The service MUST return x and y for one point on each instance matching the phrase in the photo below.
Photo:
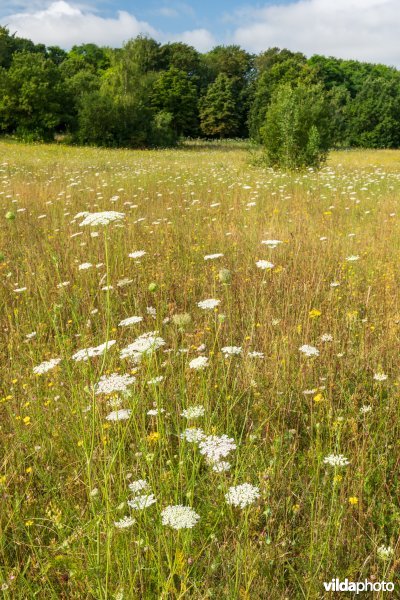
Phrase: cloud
(201, 39)
(64, 24)
(359, 29)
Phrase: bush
(297, 131)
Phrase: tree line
(150, 94)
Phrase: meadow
(200, 374)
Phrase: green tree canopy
(219, 114)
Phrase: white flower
(179, 517)
(124, 522)
(271, 243)
(193, 435)
(119, 415)
(352, 258)
(215, 447)
(193, 412)
(212, 256)
(138, 486)
(201, 362)
(255, 354)
(114, 402)
(101, 218)
(46, 366)
(153, 412)
(145, 344)
(231, 350)
(242, 495)
(309, 350)
(142, 501)
(208, 304)
(87, 353)
(113, 383)
(336, 460)
(385, 552)
(380, 377)
(124, 282)
(130, 321)
(326, 337)
(264, 264)
(221, 466)
(155, 380)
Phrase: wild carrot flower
(242, 495)
(179, 517)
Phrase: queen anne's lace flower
(179, 517)
(309, 350)
(215, 447)
(119, 415)
(208, 304)
(124, 522)
(193, 412)
(101, 218)
(130, 321)
(201, 362)
(46, 366)
(264, 264)
(142, 501)
(242, 495)
(231, 350)
(336, 460)
(113, 383)
(193, 435)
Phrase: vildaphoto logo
(358, 586)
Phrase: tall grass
(65, 468)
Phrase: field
(289, 382)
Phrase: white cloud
(201, 39)
(360, 29)
(64, 24)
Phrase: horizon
(363, 30)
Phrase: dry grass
(65, 469)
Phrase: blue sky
(357, 29)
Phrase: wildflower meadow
(200, 373)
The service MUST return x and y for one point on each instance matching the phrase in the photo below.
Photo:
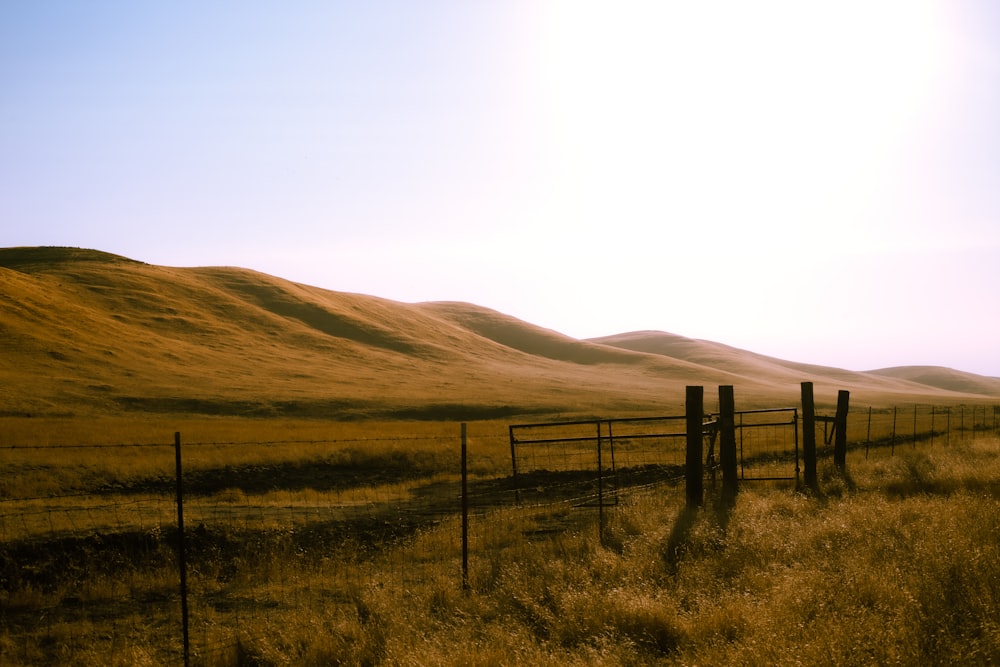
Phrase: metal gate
(767, 444)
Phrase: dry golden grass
(895, 563)
(90, 334)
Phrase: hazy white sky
(818, 181)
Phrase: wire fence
(292, 533)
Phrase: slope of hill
(750, 364)
(944, 378)
(87, 332)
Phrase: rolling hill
(87, 332)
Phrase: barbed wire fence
(293, 533)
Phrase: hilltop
(87, 332)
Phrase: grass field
(299, 555)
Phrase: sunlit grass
(895, 562)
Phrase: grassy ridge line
(89, 333)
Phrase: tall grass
(897, 562)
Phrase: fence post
(181, 550)
(809, 434)
(465, 511)
(868, 438)
(513, 465)
(727, 441)
(695, 413)
(600, 486)
(840, 425)
(892, 445)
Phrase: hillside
(752, 365)
(86, 332)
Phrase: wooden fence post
(694, 472)
(840, 425)
(181, 550)
(809, 435)
(727, 441)
(465, 510)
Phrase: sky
(816, 181)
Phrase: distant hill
(750, 364)
(87, 332)
(944, 378)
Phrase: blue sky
(814, 181)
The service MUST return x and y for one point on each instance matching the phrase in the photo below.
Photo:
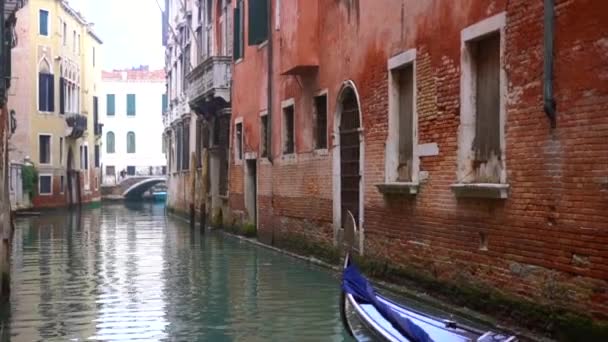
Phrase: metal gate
(350, 155)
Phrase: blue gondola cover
(363, 292)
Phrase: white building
(131, 109)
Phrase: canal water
(124, 273)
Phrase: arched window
(130, 142)
(46, 87)
(110, 142)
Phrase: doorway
(251, 190)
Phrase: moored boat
(387, 320)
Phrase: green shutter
(258, 21)
(237, 39)
(110, 104)
(130, 104)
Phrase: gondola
(386, 320)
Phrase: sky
(130, 31)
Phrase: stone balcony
(77, 125)
(209, 85)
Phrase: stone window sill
(481, 190)
(399, 188)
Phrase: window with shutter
(44, 23)
(130, 142)
(46, 92)
(237, 53)
(110, 104)
(61, 95)
(258, 22)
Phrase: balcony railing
(77, 125)
(210, 80)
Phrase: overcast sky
(130, 31)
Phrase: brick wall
(547, 242)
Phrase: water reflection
(131, 273)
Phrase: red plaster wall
(548, 241)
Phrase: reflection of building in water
(55, 298)
(129, 294)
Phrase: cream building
(57, 80)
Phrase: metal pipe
(550, 106)
(269, 90)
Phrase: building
(131, 115)
(468, 141)
(198, 40)
(8, 40)
(56, 102)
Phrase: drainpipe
(269, 90)
(269, 108)
(548, 95)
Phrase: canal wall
(523, 225)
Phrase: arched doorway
(348, 160)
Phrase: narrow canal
(122, 273)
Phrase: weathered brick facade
(546, 242)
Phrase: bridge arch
(136, 190)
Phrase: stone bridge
(131, 187)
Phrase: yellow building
(57, 74)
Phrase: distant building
(131, 113)
(55, 98)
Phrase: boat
(385, 320)
(159, 196)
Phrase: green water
(120, 273)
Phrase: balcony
(98, 129)
(209, 85)
(77, 125)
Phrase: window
(96, 125)
(264, 136)
(45, 185)
(483, 85)
(320, 106)
(130, 104)
(130, 142)
(110, 104)
(44, 22)
(84, 157)
(288, 130)
(60, 150)
(46, 88)
(239, 140)
(110, 141)
(258, 22)
(96, 155)
(64, 33)
(238, 39)
(186, 147)
(44, 149)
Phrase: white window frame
(466, 134)
(264, 113)
(237, 159)
(50, 148)
(40, 193)
(48, 22)
(404, 59)
(43, 59)
(284, 104)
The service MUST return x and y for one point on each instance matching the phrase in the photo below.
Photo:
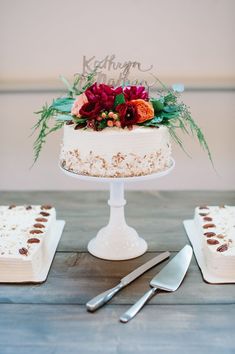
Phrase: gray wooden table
(52, 318)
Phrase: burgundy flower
(135, 93)
(102, 94)
(127, 114)
(90, 110)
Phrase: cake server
(101, 299)
(168, 279)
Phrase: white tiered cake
(116, 152)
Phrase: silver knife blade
(171, 276)
(142, 269)
(169, 279)
(103, 298)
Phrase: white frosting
(223, 226)
(15, 226)
(115, 151)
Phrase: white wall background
(186, 40)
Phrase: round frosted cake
(116, 152)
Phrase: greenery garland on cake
(99, 106)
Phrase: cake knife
(101, 299)
(168, 279)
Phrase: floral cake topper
(90, 104)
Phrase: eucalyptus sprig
(59, 110)
(174, 114)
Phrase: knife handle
(101, 299)
(134, 309)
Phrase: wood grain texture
(76, 278)
(157, 329)
(157, 216)
(51, 318)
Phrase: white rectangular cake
(216, 226)
(25, 236)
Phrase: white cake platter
(117, 240)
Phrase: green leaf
(67, 84)
(119, 99)
(102, 124)
(170, 109)
(169, 115)
(158, 105)
(63, 104)
(63, 117)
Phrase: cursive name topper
(113, 72)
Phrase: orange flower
(144, 110)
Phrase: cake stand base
(128, 246)
(117, 240)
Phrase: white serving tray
(42, 275)
(197, 247)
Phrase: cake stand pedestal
(117, 240)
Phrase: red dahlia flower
(102, 94)
(90, 110)
(135, 93)
(127, 114)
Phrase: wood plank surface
(157, 216)
(157, 329)
(76, 278)
(51, 318)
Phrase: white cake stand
(117, 240)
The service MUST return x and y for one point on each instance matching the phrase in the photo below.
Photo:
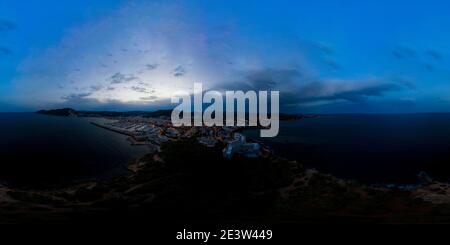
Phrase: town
(153, 132)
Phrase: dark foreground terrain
(190, 183)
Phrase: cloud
(6, 25)
(76, 97)
(148, 98)
(139, 89)
(337, 91)
(95, 88)
(179, 71)
(403, 52)
(151, 67)
(121, 78)
(430, 67)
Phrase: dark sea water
(368, 148)
(39, 150)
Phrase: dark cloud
(76, 97)
(121, 78)
(324, 48)
(402, 52)
(333, 64)
(179, 71)
(337, 91)
(407, 102)
(6, 25)
(5, 51)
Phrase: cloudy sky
(372, 56)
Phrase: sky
(324, 56)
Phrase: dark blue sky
(323, 56)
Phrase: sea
(45, 151)
(41, 150)
(368, 148)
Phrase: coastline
(244, 190)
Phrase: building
(239, 146)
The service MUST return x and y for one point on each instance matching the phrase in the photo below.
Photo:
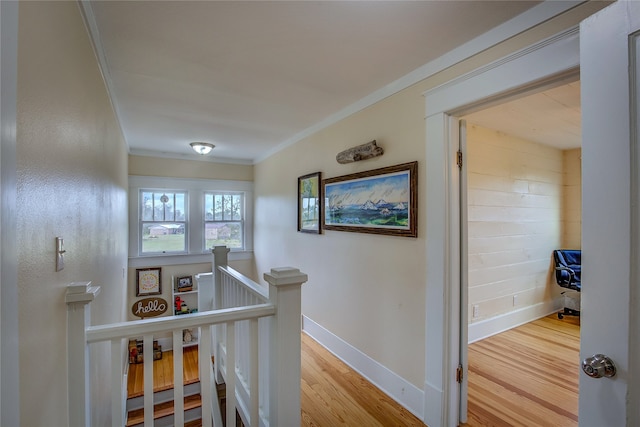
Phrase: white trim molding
(396, 387)
(550, 62)
(503, 322)
(523, 22)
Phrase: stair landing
(163, 372)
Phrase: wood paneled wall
(572, 199)
(515, 209)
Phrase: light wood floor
(335, 395)
(527, 376)
(163, 372)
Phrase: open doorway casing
(549, 63)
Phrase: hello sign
(149, 307)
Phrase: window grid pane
(224, 223)
(163, 221)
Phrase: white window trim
(196, 189)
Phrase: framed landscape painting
(309, 203)
(379, 201)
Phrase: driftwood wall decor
(360, 152)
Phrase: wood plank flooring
(335, 395)
(527, 376)
(163, 372)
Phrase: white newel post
(219, 259)
(285, 291)
(78, 298)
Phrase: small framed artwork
(148, 281)
(310, 203)
(379, 201)
(184, 284)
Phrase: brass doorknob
(598, 366)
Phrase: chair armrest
(572, 274)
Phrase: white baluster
(178, 381)
(147, 347)
(231, 374)
(254, 381)
(204, 363)
(117, 404)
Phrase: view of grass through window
(163, 216)
(223, 220)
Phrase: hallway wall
(72, 182)
(515, 217)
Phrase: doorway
(547, 64)
(523, 200)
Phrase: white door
(609, 71)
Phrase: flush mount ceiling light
(202, 148)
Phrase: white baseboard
(396, 387)
(503, 322)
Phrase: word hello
(149, 307)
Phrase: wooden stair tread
(162, 410)
(163, 373)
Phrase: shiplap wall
(572, 199)
(515, 209)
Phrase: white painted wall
(572, 199)
(366, 289)
(72, 182)
(188, 169)
(366, 294)
(9, 358)
(515, 210)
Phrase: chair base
(568, 312)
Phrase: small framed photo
(184, 284)
(148, 281)
(310, 203)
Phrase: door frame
(550, 62)
(9, 340)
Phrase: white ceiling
(551, 117)
(248, 76)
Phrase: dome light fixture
(202, 148)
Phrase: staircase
(163, 393)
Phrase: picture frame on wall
(148, 281)
(310, 203)
(379, 201)
(184, 284)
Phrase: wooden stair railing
(251, 374)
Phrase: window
(223, 213)
(163, 221)
(186, 218)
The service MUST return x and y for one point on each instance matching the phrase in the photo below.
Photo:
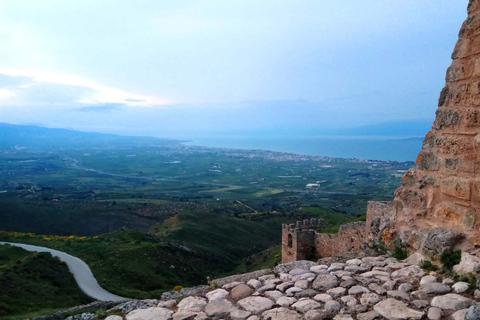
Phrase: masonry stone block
(456, 187)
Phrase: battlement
(303, 225)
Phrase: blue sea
(372, 148)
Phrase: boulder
(440, 239)
(468, 264)
(281, 314)
(305, 305)
(240, 291)
(452, 301)
(194, 304)
(435, 288)
(255, 304)
(324, 282)
(473, 313)
(396, 310)
(150, 314)
(219, 308)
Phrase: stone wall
(301, 242)
(298, 240)
(350, 238)
(442, 191)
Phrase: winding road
(81, 272)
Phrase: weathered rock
(370, 315)
(357, 290)
(473, 313)
(368, 299)
(420, 304)
(396, 310)
(399, 295)
(150, 314)
(418, 295)
(229, 286)
(219, 308)
(305, 305)
(332, 306)
(405, 287)
(296, 272)
(167, 304)
(452, 301)
(434, 313)
(354, 262)
(349, 301)
(273, 295)
(217, 294)
(82, 316)
(240, 291)
(266, 287)
(301, 264)
(460, 287)
(284, 286)
(434, 287)
(415, 259)
(468, 264)
(308, 293)
(238, 314)
(342, 317)
(286, 301)
(254, 283)
(409, 272)
(428, 279)
(194, 304)
(377, 288)
(255, 304)
(318, 315)
(302, 284)
(323, 282)
(281, 314)
(293, 290)
(459, 315)
(337, 292)
(322, 297)
(439, 240)
(184, 315)
(336, 266)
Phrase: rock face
(437, 206)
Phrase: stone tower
(439, 198)
(298, 240)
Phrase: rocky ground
(364, 289)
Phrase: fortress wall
(350, 238)
(443, 188)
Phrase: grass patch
(35, 283)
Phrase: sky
(183, 69)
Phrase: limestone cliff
(439, 199)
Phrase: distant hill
(394, 128)
(30, 136)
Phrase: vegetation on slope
(34, 281)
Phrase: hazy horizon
(189, 69)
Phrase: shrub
(450, 258)
(428, 265)
(100, 314)
(399, 253)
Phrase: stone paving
(364, 289)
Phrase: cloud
(52, 88)
(108, 107)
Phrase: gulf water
(371, 148)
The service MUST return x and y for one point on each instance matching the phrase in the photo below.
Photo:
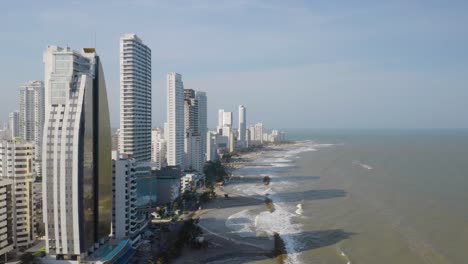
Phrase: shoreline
(224, 243)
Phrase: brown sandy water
(371, 198)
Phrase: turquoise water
(369, 197)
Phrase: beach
(228, 239)
(344, 198)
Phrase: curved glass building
(77, 169)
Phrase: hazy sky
(293, 64)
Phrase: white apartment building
(124, 220)
(158, 148)
(6, 221)
(17, 165)
(175, 120)
(202, 120)
(211, 147)
(135, 98)
(227, 119)
(194, 156)
(242, 125)
(31, 118)
(13, 124)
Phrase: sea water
(362, 197)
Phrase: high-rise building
(220, 120)
(158, 148)
(242, 125)
(124, 223)
(6, 217)
(77, 165)
(13, 124)
(31, 119)
(190, 112)
(115, 140)
(175, 120)
(135, 98)
(202, 121)
(227, 119)
(194, 158)
(17, 165)
(211, 147)
(258, 132)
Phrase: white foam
(299, 210)
(241, 223)
(362, 165)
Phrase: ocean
(362, 197)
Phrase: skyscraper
(194, 157)
(124, 192)
(13, 124)
(6, 219)
(158, 148)
(202, 121)
(17, 165)
(242, 125)
(135, 98)
(31, 119)
(77, 169)
(175, 120)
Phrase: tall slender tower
(135, 98)
(13, 124)
(31, 119)
(175, 120)
(242, 125)
(77, 169)
(194, 157)
(202, 121)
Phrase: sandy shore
(226, 245)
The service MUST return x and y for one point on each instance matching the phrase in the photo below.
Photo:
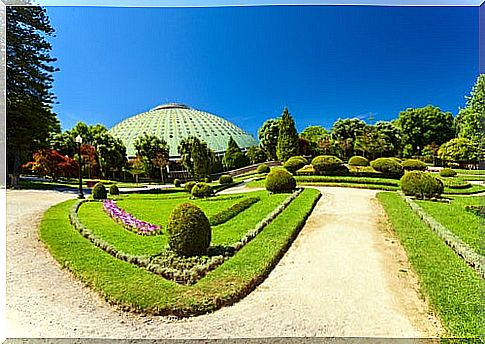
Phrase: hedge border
(475, 260)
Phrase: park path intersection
(345, 275)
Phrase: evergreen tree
(288, 137)
(30, 119)
(234, 157)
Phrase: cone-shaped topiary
(263, 168)
(358, 161)
(113, 190)
(280, 181)
(189, 231)
(421, 185)
(99, 191)
(414, 165)
(294, 163)
(202, 190)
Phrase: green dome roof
(174, 122)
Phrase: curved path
(344, 276)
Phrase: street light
(79, 141)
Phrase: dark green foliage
(288, 144)
(328, 164)
(447, 172)
(387, 166)
(268, 137)
(414, 165)
(280, 181)
(421, 185)
(358, 161)
(29, 100)
(99, 191)
(294, 163)
(263, 168)
(189, 230)
(234, 157)
(202, 190)
(113, 190)
(232, 211)
(189, 185)
(225, 179)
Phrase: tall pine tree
(288, 137)
(30, 119)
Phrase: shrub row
(475, 260)
(227, 214)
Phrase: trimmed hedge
(225, 179)
(414, 165)
(202, 190)
(421, 185)
(328, 164)
(295, 163)
(99, 191)
(113, 190)
(189, 230)
(280, 181)
(358, 161)
(387, 166)
(447, 172)
(263, 168)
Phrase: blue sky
(246, 63)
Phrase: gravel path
(343, 276)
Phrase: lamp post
(79, 141)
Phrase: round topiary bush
(294, 163)
(414, 165)
(388, 166)
(225, 179)
(421, 185)
(189, 231)
(113, 190)
(447, 172)
(99, 191)
(263, 168)
(328, 164)
(278, 181)
(358, 161)
(189, 185)
(202, 190)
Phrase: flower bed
(129, 221)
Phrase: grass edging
(453, 288)
(475, 260)
(134, 289)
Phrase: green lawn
(453, 288)
(136, 289)
(455, 218)
(156, 209)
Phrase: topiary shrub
(278, 181)
(328, 164)
(358, 161)
(263, 168)
(189, 185)
(447, 172)
(294, 163)
(113, 190)
(225, 179)
(99, 191)
(414, 165)
(388, 166)
(421, 185)
(189, 231)
(202, 190)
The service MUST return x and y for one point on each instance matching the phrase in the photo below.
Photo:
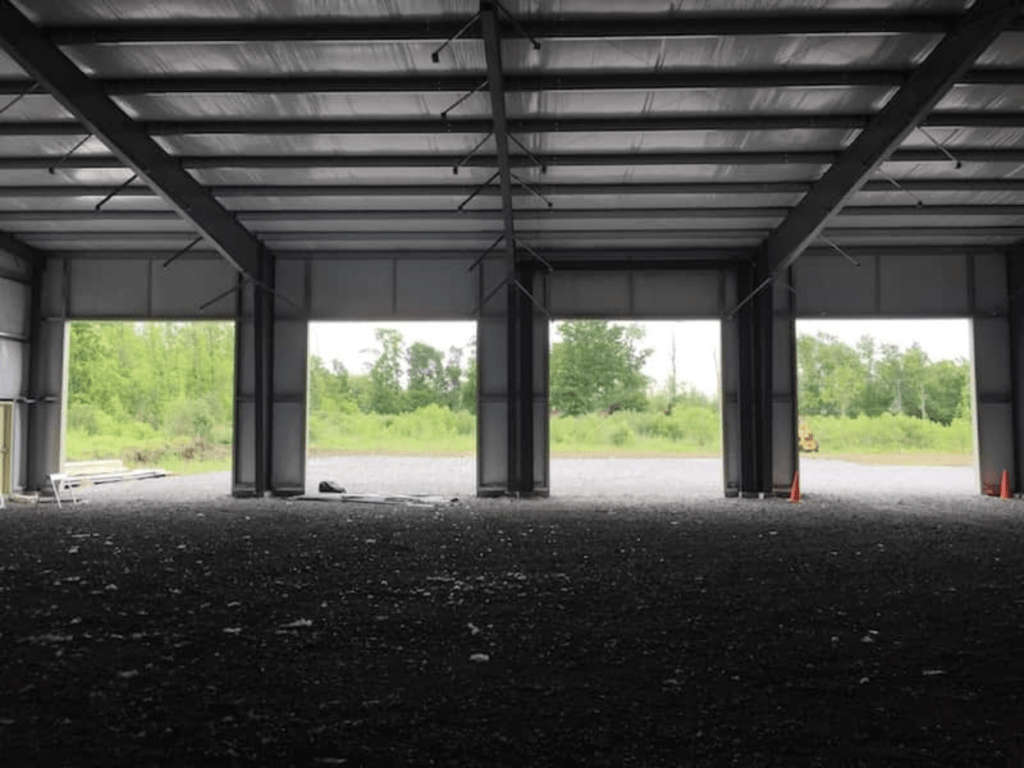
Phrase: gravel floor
(143, 629)
(636, 480)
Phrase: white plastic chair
(61, 481)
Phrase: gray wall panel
(590, 294)
(922, 285)
(830, 285)
(245, 468)
(995, 444)
(11, 369)
(990, 355)
(53, 288)
(15, 266)
(13, 307)
(290, 282)
(676, 295)
(109, 288)
(245, 359)
(989, 282)
(493, 456)
(19, 464)
(442, 289)
(352, 290)
(187, 284)
(288, 468)
(290, 341)
(491, 350)
(993, 411)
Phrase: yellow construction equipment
(805, 438)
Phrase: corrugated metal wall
(444, 288)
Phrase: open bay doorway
(636, 410)
(392, 408)
(6, 448)
(886, 408)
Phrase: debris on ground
(332, 492)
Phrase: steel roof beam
(726, 255)
(639, 124)
(683, 80)
(639, 235)
(951, 184)
(954, 53)
(500, 129)
(966, 155)
(460, 83)
(48, 66)
(20, 250)
(299, 215)
(677, 26)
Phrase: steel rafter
(968, 155)
(632, 125)
(677, 26)
(20, 250)
(954, 53)
(951, 184)
(570, 81)
(520, 312)
(33, 50)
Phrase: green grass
(688, 431)
(890, 434)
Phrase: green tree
(945, 383)
(386, 394)
(597, 366)
(427, 378)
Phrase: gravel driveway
(620, 479)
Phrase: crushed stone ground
(700, 632)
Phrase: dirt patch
(511, 634)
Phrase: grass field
(688, 432)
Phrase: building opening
(151, 395)
(886, 407)
(635, 409)
(392, 408)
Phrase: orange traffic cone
(795, 488)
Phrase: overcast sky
(697, 342)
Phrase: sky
(697, 342)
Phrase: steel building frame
(635, 164)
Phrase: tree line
(173, 377)
(178, 377)
(870, 379)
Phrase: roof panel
(85, 11)
(781, 140)
(966, 97)
(1008, 50)
(300, 105)
(857, 100)
(544, 8)
(767, 51)
(212, 143)
(992, 138)
(110, 60)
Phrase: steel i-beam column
(755, 385)
(254, 381)
(47, 373)
(512, 389)
(997, 375)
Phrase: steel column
(520, 313)
(86, 100)
(911, 104)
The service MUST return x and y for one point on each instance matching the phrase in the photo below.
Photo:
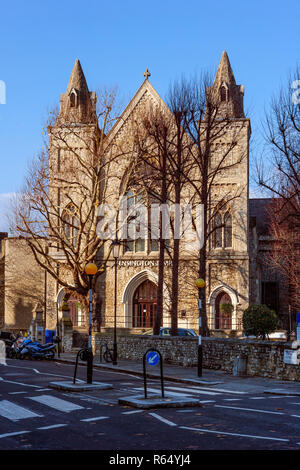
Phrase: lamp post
(116, 252)
(90, 269)
(200, 283)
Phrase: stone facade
(22, 285)
(234, 272)
(263, 358)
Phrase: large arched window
(144, 305)
(138, 224)
(222, 229)
(227, 230)
(70, 224)
(223, 93)
(217, 234)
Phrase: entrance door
(223, 320)
(144, 305)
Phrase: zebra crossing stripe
(56, 403)
(53, 426)
(94, 419)
(15, 412)
(9, 434)
(192, 390)
(171, 394)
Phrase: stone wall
(264, 358)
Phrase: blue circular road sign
(152, 358)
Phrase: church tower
(78, 104)
(229, 252)
(73, 144)
(229, 95)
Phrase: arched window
....
> _WHAT IS EXPECTED_
Output the listing unchanged from the line containing "Phrase: roof panel" through the last line of the listing, both included, and omit the pictures.

> _REPLY_
Phrase: roof panel
(85, 11)
(781, 140)
(966, 97)
(1008, 50)
(300, 105)
(857, 100)
(544, 8)
(767, 51)
(212, 143)
(992, 138)
(110, 60)
Phrase: steel i-beam column
(755, 385)
(254, 381)
(47, 373)
(512, 389)
(997, 375)
Phrase: steel column
(520, 313)
(86, 100)
(911, 104)
The service MUST return x and y for one point on each instance matching the phrase in the photo below.
Photo:
Phrase: lamp post
(116, 252)
(90, 269)
(200, 283)
Phrase: stone facade
(22, 285)
(234, 272)
(263, 358)
Phrase: large arched window
(144, 305)
(138, 224)
(222, 229)
(227, 230)
(70, 224)
(223, 93)
(217, 234)
Phrase: entrance door
(223, 320)
(144, 305)
Phrase: zebra crossing stripe
(56, 403)
(53, 426)
(94, 419)
(15, 412)
(9, 434)
(192, 390)
(171, 394)
Phrase: stone wall
(264, 358)
Phrase: blue circular road sign
(152, 358)
Phrase: church tower
(78, 104)
(229, 252)
(73, 144)
(229, 95)
Phrase: arched window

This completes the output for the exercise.